* **Labeled shape data**
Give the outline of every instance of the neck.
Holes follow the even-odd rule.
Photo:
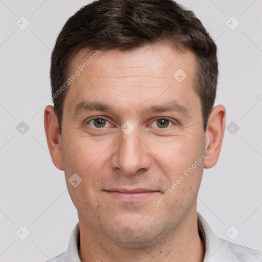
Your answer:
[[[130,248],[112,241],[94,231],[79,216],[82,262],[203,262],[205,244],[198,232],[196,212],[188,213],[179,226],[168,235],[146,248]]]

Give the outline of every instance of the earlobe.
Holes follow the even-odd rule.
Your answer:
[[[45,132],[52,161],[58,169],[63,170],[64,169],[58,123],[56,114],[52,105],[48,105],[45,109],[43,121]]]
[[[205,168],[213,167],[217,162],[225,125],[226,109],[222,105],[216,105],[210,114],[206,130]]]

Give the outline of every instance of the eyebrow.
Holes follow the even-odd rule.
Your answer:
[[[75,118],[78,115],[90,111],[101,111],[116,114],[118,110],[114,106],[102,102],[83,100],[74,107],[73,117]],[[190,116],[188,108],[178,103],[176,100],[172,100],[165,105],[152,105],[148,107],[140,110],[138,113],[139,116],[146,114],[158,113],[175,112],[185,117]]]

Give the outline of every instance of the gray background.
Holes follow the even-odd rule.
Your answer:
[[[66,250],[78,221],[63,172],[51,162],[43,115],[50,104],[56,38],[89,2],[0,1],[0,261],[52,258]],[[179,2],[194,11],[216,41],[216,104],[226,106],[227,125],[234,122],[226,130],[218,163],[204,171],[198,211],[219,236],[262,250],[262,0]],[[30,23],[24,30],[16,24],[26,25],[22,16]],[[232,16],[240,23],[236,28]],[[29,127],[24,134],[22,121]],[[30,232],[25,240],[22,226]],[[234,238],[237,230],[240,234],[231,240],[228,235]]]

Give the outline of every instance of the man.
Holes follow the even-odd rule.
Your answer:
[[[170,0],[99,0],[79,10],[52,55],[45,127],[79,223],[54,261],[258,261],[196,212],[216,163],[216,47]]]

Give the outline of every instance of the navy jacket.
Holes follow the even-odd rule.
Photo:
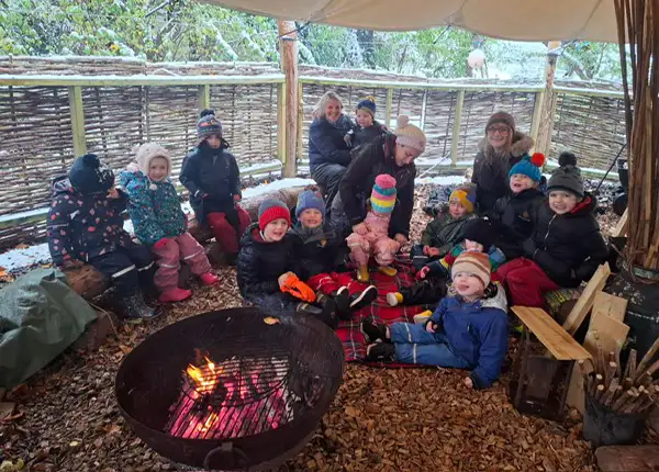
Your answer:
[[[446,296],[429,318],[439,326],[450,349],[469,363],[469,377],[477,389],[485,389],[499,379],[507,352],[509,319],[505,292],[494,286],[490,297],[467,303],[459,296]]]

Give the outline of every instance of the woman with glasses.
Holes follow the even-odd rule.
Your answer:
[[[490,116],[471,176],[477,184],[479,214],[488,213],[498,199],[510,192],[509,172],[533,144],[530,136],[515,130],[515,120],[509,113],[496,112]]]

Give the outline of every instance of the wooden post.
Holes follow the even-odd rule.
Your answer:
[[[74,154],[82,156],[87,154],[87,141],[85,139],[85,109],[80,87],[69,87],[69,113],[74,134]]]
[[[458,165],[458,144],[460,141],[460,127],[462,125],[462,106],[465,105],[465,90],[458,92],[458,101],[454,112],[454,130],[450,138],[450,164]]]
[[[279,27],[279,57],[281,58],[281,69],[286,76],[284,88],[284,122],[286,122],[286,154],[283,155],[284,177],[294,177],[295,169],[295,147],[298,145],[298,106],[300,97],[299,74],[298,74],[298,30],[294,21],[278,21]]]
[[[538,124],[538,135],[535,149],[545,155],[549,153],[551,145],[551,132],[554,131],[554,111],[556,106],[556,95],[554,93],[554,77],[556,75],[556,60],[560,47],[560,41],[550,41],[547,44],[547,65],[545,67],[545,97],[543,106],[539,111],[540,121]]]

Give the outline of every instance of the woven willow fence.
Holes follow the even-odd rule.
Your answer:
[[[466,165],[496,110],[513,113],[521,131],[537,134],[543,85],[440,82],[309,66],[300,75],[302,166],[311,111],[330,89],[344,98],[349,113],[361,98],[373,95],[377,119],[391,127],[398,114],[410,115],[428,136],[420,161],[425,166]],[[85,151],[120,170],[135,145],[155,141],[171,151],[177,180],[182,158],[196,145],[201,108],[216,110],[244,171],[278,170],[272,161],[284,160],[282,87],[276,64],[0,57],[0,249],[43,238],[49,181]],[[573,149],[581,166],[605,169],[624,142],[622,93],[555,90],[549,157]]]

* **REQUIREMENTS**
Can you write out the data again, from the line with "Give the outline of every instance of the woven" through the end of the data, with every polygon coordinate in the answers increased by 112 and the request lines kept unchanged?

* **RESULT OF THE TASK**
Give the outline of every instance of the woven willow fence.
Holes follow the even-odd rule.
Your answer:
[[[578,277],[608,222],[625,225],[633,243],[649,246],[655,197],[552,194],[421,178],[412,187],[414,278],[423,223],[442,201],[456,210],[461,225],[473,210],[485,207],[489,231],[503,239],[510,226],[522,227],[540,248],[532,273],[537,278]],[[197,263],[232,282],[247,257],[267,253],[283,263],[289,292],[294,270],[308,257],[313,220],[328,222],[356,283],[390,282],[384,273],[396,272],[394,199],[388,176],[112,169],[112,361],[155,350],[161,293]],[[685,261],[693,278],[717,281],[736,254],[734,205],[667,202],[661,269]]]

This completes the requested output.